━━ Recorded data

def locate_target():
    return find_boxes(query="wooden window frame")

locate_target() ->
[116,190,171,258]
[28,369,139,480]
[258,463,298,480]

━━━━

▶ **Problem description**: Rewrite the records above with "wooden window frame" changed to "painted window frame", leaving every other line and character as it is.

▶ **Worked solution**:
def locate_target():
    return find_boxes(query="painted window frame")

locate_target() ->
[116,190,171,258]
[28,369,139,480]
[258,463,298,480]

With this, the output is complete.